To do.
Write out the passage about Gandhi between "However, the first" and "immense racial discrimination.", inclusive, changing "hostile" to "unwelcoming".

Supplied text.
Gandhi inspired so and so – a common phrase we have come across countless times. But how often did history talk about how a fragile, unassuming man from coastal Gujarat transformed into the focal point of India’s freedom movement? 

Gandhi’s life and works can be divided into two phases – his early career in South Africa and the later half as a freedom fighter in India. Indian history however, for obvious reasons chose to emphasize on the later part. 

However, the first phase was instrumental in giving us the man who not only anchored the non-violent freedom struggle, but would also shape India’s secular and tolerant ideals that largely held sway for 6 decades among a large part of the polity and public.

All this hinges on a letter. A letter that was neither written by nor addressed to Gandhi. It belonged to Taraknath Das. Does the name sound familiar? Let’s read on and find out.

19th century South Africa was a hostile land for Indians. Regardless of their education and profession, they were labelled as ‘coolies’ (labourers) and was at the receiving end of immense racial discrimination.

Entries provided.
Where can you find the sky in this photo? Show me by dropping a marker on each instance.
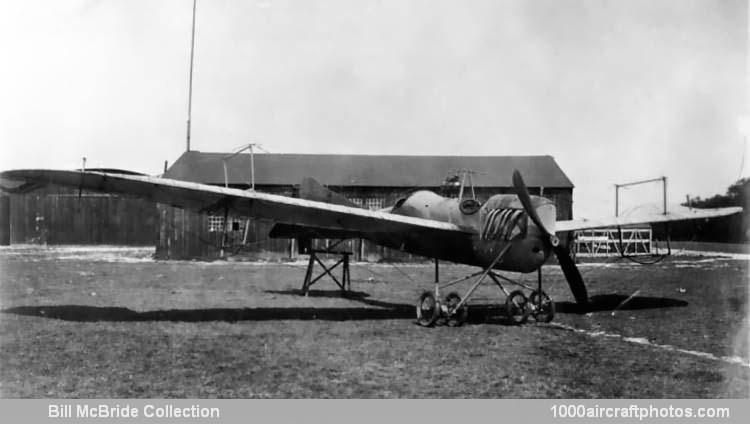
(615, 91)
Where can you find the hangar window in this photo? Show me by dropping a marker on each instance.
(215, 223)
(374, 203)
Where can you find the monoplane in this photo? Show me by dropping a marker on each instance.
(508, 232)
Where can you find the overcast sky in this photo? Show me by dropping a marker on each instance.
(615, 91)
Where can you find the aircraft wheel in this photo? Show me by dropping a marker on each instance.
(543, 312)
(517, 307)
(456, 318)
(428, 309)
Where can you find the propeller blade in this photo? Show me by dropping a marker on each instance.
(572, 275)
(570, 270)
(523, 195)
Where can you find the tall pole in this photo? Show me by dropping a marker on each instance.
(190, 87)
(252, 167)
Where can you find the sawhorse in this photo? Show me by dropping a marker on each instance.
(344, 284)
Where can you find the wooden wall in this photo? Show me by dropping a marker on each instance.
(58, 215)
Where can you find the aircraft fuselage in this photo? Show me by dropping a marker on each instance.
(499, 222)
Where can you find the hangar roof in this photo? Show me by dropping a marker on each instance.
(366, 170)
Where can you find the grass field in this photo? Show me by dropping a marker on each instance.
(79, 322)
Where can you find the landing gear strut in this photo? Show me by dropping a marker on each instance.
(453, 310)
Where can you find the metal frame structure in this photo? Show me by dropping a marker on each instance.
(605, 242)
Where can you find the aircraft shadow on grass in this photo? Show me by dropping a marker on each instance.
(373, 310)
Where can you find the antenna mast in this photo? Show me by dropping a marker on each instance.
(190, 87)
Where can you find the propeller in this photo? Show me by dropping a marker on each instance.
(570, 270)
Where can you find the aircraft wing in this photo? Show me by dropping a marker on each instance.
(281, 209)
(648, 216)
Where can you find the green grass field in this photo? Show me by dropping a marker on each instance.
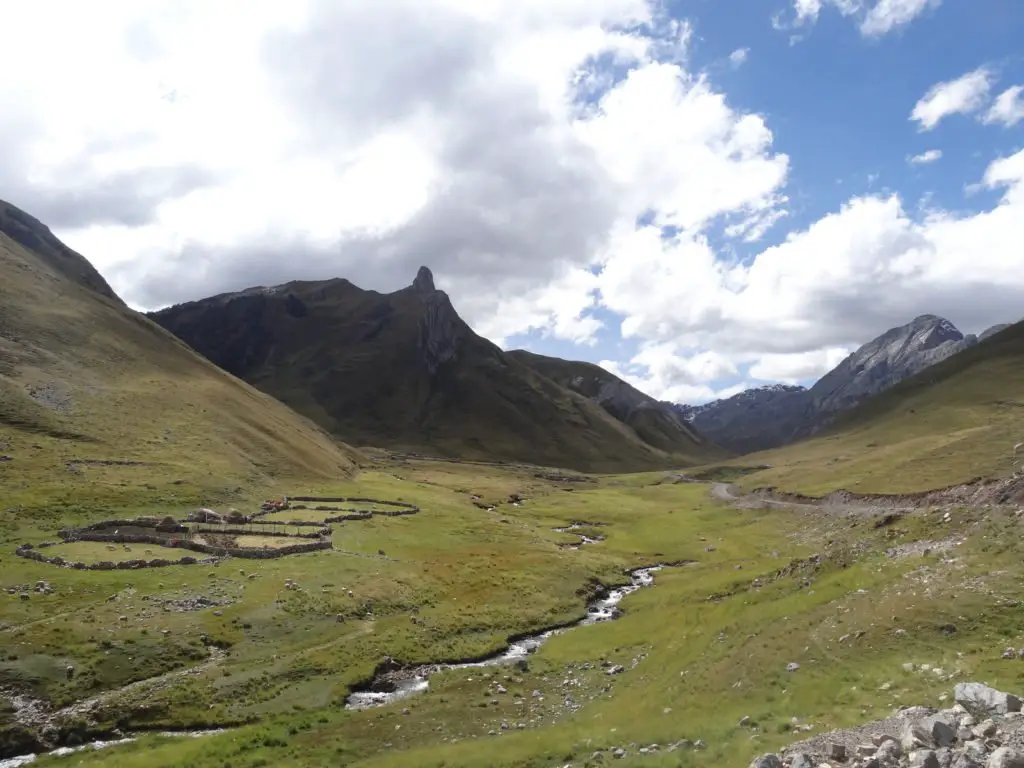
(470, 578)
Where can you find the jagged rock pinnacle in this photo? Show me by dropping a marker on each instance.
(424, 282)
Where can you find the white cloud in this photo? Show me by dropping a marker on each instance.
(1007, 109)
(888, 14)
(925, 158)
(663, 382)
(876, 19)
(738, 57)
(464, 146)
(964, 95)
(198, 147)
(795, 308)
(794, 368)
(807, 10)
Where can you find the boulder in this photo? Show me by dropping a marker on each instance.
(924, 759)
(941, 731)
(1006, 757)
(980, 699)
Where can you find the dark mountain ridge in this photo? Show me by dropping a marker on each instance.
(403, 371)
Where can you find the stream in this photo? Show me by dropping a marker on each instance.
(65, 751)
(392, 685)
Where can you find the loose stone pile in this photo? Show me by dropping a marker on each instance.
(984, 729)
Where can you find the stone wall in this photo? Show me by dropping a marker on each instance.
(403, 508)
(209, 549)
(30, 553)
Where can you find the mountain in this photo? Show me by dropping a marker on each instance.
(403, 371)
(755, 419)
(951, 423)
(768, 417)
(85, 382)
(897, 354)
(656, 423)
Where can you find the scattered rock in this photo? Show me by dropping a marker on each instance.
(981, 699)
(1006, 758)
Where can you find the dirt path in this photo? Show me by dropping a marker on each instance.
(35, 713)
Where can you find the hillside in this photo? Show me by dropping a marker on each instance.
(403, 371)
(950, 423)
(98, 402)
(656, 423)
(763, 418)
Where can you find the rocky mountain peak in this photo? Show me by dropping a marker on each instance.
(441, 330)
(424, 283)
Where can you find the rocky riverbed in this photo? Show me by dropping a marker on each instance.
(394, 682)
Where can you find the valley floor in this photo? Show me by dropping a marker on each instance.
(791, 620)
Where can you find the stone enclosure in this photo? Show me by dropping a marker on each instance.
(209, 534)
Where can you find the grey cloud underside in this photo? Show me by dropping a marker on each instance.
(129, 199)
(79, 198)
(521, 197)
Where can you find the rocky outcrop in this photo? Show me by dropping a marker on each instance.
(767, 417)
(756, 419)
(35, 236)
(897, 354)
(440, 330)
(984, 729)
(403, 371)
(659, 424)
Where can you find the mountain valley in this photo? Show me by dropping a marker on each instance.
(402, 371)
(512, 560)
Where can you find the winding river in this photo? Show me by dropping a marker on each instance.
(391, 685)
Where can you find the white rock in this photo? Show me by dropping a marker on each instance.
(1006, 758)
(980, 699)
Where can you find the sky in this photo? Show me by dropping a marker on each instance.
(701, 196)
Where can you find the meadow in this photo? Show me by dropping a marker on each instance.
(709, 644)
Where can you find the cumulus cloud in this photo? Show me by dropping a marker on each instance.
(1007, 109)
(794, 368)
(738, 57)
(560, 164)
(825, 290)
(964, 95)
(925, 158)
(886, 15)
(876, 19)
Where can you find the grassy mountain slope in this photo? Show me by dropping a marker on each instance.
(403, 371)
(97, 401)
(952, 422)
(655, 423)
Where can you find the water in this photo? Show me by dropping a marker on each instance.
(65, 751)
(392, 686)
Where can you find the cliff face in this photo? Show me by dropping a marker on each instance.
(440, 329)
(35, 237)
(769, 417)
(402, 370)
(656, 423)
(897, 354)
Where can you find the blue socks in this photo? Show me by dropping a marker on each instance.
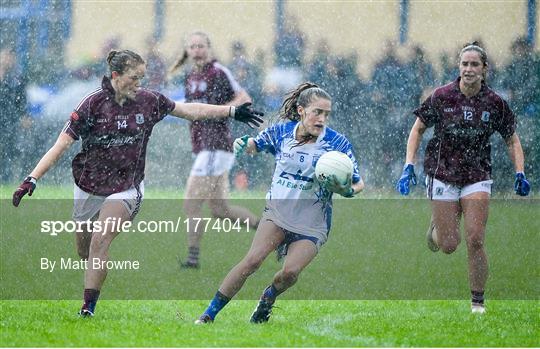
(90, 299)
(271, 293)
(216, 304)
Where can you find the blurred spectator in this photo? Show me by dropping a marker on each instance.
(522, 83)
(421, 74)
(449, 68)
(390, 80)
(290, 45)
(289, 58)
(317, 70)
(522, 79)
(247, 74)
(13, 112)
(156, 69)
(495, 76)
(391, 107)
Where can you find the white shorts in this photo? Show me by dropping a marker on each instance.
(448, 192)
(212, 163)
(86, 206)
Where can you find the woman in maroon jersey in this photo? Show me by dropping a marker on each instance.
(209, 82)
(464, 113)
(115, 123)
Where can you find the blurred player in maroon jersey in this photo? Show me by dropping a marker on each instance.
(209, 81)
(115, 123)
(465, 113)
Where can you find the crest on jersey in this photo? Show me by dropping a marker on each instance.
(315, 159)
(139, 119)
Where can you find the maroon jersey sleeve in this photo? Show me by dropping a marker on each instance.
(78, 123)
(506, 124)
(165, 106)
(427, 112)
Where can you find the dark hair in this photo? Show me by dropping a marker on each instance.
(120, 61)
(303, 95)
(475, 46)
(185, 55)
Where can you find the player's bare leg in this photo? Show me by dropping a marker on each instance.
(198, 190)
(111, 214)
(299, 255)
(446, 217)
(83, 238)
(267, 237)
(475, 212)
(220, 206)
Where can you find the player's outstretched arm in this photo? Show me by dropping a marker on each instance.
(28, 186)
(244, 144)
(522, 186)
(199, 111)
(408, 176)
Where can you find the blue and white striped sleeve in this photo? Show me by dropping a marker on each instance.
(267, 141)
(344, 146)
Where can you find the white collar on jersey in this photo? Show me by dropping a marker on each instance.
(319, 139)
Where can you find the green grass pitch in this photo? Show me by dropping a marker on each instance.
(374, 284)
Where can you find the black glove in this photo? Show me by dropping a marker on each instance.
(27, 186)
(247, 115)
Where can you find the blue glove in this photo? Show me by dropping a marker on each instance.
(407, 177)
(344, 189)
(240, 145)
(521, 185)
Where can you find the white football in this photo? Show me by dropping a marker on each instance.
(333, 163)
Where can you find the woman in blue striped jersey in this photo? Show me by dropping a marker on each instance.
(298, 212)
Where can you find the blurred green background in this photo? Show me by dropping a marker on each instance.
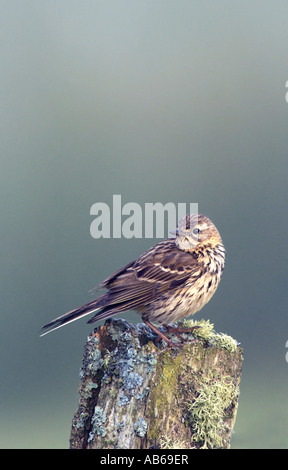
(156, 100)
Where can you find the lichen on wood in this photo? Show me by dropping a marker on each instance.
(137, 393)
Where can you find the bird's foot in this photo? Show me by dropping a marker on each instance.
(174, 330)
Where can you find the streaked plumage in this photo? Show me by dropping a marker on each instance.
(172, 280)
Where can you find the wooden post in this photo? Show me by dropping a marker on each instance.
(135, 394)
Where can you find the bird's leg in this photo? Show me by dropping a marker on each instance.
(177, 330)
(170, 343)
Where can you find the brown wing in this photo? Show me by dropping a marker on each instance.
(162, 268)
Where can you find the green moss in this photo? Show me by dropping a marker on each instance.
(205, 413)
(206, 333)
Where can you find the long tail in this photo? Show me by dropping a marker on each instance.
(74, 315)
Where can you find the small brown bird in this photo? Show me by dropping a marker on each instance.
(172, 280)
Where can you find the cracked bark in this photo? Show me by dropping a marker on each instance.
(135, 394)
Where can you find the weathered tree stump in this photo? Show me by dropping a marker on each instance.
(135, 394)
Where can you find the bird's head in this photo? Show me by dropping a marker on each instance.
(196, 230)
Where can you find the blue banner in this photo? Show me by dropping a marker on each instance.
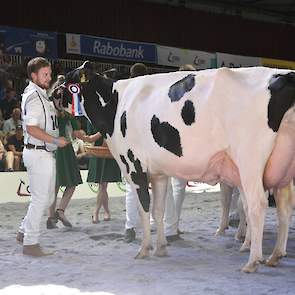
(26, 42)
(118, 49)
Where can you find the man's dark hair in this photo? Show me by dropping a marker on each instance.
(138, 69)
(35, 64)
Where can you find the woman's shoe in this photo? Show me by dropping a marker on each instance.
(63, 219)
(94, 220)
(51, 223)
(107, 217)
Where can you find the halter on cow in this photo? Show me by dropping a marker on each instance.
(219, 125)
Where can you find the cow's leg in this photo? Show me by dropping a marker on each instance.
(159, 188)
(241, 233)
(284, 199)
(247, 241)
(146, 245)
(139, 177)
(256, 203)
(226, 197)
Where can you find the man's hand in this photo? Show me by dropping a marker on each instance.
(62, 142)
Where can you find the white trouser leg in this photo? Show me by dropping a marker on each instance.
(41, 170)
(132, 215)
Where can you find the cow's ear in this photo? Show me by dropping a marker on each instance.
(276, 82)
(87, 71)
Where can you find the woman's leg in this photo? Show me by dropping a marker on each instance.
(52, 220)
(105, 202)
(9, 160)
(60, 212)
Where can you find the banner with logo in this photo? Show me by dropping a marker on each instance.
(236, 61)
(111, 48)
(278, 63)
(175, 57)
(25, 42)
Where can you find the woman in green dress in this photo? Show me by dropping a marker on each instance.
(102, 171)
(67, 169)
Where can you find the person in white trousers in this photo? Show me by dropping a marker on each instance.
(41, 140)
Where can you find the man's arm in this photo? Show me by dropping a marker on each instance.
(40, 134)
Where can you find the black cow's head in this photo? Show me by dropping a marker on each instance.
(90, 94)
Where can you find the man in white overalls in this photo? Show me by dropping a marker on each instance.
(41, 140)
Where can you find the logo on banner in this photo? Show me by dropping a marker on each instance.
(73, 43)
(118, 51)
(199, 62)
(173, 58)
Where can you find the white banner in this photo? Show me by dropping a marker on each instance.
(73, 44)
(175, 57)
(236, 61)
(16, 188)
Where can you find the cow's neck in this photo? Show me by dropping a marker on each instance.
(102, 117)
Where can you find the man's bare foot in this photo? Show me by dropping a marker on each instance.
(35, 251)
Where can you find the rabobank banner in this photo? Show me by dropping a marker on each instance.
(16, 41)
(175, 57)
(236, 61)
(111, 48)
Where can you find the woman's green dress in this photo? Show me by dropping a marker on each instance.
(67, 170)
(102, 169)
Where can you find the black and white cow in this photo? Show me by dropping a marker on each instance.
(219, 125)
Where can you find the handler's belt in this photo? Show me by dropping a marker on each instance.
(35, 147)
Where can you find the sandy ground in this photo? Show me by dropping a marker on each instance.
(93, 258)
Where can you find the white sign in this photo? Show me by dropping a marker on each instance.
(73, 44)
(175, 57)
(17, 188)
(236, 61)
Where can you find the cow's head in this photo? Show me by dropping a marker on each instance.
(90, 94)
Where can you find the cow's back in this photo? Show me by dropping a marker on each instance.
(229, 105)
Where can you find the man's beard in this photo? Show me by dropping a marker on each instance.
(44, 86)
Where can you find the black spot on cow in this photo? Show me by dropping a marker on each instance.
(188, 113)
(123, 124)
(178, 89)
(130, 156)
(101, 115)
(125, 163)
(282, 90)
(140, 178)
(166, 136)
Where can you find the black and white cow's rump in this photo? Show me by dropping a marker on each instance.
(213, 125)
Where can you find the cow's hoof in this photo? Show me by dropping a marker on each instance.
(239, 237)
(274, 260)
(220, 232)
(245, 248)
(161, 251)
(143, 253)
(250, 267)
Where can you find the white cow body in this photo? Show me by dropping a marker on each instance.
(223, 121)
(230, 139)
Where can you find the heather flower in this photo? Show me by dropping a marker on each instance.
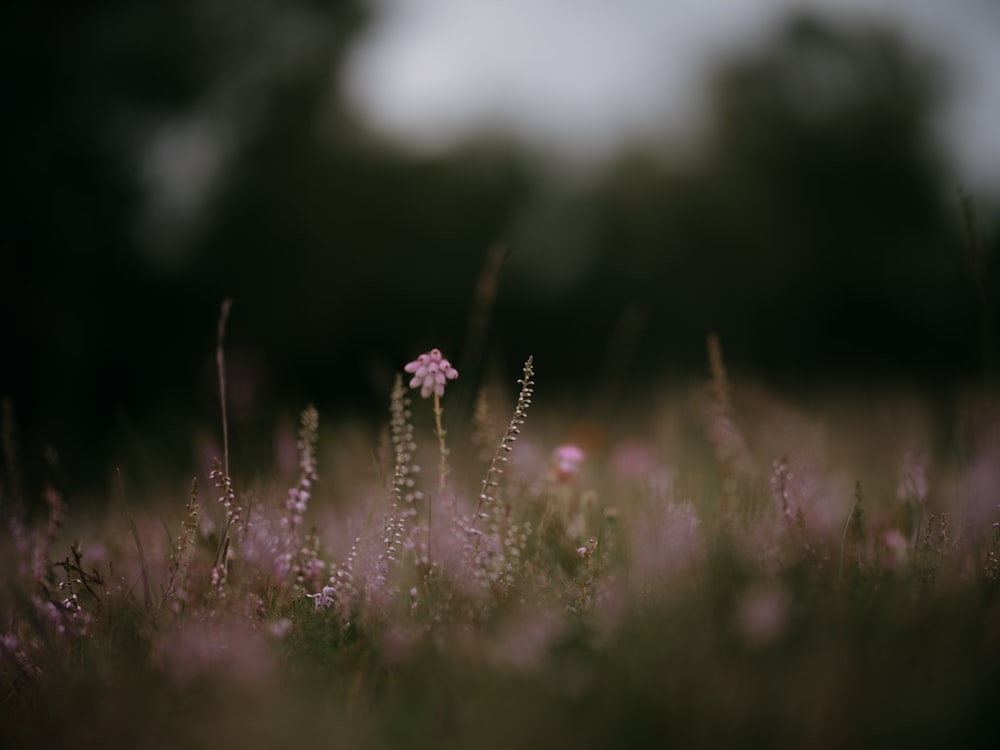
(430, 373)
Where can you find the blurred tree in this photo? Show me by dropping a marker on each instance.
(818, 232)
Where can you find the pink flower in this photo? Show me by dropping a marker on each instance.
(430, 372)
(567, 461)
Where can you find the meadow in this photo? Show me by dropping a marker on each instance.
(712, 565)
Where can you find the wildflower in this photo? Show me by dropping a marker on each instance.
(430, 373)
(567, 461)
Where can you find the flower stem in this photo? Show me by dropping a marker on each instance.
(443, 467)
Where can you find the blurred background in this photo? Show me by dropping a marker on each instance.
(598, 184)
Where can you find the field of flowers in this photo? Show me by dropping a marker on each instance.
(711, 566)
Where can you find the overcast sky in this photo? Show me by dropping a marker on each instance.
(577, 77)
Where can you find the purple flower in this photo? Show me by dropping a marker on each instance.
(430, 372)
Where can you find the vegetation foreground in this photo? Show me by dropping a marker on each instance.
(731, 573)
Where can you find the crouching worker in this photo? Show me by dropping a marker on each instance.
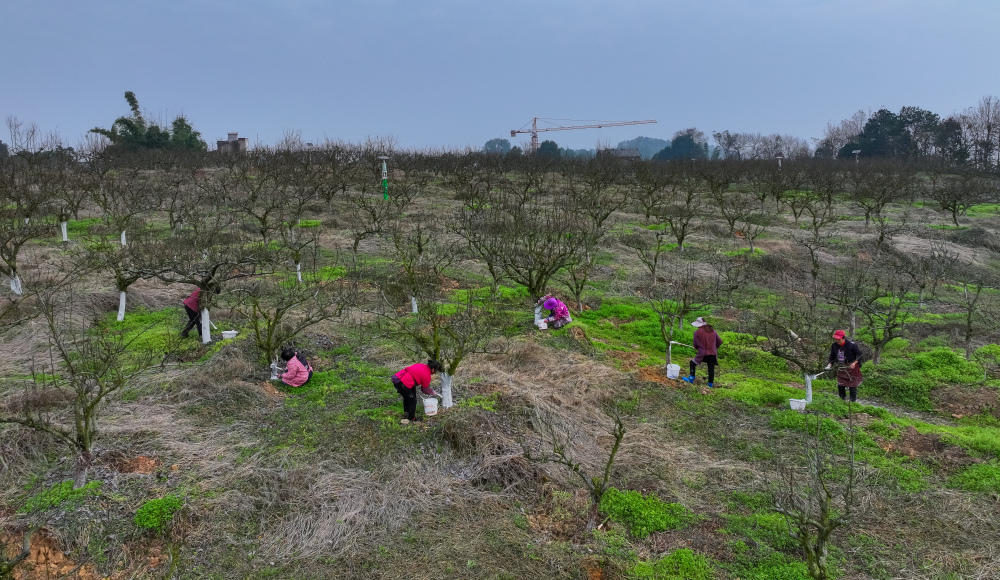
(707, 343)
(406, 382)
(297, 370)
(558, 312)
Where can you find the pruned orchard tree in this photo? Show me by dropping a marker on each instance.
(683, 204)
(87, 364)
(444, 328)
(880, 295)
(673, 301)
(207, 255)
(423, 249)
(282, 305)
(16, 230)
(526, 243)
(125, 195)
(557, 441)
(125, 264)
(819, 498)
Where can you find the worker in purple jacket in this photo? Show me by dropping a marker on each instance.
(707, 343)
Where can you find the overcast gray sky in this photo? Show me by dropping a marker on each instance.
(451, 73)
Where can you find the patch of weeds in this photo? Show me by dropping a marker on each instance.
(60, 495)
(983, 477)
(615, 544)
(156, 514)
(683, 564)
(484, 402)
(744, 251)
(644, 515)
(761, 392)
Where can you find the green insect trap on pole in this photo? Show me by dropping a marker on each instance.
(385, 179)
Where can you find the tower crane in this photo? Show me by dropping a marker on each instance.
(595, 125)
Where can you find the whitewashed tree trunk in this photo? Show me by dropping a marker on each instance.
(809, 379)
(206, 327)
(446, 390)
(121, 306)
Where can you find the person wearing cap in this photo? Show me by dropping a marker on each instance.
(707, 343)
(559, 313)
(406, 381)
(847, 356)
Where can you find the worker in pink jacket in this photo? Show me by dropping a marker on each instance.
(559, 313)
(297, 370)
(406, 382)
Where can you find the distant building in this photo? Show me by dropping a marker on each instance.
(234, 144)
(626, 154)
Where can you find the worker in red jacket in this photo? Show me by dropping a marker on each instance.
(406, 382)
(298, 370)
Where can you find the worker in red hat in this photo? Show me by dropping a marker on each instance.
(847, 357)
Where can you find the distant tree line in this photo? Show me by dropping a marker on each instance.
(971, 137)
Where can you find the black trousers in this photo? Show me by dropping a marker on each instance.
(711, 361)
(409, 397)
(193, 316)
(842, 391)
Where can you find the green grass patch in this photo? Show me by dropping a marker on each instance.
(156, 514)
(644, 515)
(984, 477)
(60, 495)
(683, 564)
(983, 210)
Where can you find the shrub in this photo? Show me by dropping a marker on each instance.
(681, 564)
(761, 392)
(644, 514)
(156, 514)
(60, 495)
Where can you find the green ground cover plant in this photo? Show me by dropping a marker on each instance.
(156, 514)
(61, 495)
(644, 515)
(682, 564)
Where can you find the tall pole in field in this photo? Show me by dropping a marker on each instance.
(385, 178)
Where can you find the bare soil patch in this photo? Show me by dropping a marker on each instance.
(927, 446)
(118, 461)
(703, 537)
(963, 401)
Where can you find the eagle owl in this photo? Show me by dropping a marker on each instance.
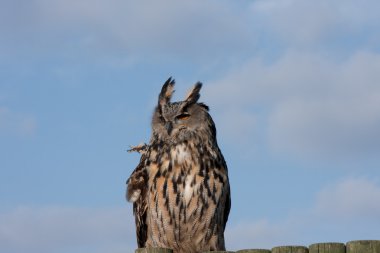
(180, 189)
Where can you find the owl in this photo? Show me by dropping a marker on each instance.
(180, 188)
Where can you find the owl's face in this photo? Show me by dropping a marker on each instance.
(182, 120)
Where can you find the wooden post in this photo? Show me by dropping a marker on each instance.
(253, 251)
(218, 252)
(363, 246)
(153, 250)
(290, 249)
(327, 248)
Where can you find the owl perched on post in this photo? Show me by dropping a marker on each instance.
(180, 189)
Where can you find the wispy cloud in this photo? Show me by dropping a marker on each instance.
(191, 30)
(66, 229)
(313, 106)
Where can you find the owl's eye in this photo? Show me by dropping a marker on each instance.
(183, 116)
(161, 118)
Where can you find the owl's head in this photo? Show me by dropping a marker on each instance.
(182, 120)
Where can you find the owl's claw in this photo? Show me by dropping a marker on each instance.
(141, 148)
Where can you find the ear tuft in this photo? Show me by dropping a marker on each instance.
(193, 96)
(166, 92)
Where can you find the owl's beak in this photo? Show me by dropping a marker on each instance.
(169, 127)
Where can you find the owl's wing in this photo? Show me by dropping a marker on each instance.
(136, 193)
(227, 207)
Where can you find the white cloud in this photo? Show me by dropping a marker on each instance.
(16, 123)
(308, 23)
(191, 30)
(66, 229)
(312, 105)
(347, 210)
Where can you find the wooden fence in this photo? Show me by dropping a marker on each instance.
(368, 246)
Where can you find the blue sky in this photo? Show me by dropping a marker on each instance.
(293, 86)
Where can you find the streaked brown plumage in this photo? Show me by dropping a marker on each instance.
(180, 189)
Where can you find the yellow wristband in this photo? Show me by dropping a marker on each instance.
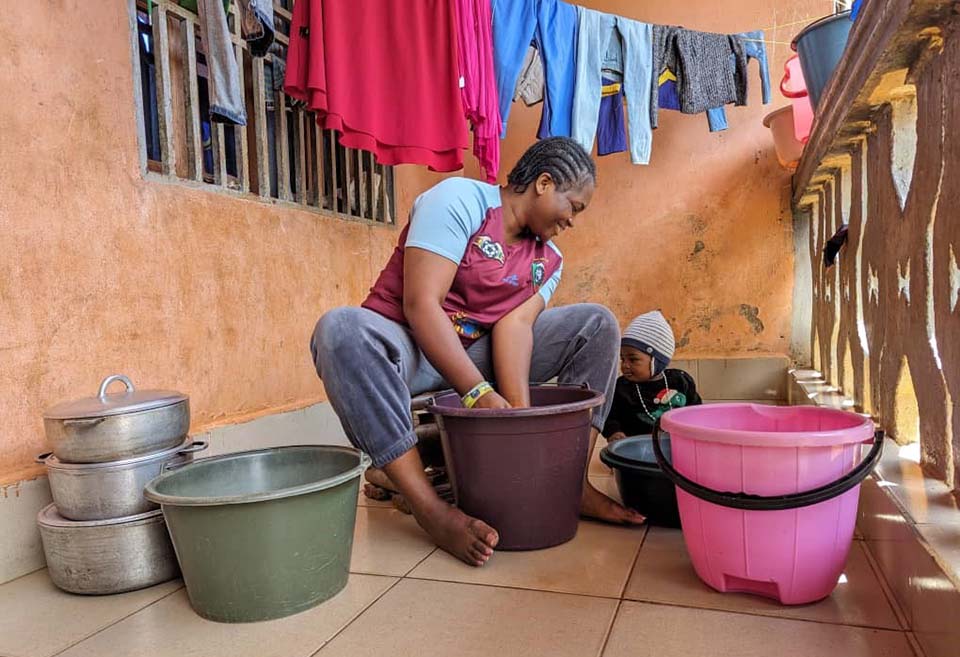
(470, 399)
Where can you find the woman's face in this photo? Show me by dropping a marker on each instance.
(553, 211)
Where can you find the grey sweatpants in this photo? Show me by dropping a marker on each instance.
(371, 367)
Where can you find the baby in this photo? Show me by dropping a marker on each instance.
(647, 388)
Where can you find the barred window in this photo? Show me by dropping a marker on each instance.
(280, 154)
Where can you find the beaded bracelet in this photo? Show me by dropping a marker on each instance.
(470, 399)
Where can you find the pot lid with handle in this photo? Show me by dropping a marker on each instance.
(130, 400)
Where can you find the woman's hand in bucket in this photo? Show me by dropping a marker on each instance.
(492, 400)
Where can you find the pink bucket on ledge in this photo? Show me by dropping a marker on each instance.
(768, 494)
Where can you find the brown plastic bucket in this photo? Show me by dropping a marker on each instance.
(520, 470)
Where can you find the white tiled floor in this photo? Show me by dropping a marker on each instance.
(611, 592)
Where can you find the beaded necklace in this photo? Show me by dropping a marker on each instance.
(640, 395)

Finished task.
However, the first phase was instrumental in giving us the man who not only anchored the non-violent freedom struggle, but would also shape India’s secular and tolerant ideals that largely held sway for 6 decades among a large part of the polity and public.

All this hinges on a letter. A letter that was neither written by nor addressed to Gandhi. It belonged to Taraknath Das. Does the name sound familiar? Let’s read on and find out.

19th century South Africa was a unwelcoming land for Indians. Regardless of their education and profession, they were labelled as ‘coolies’ (labourers) and was at the receiving end of immense racial discrimination.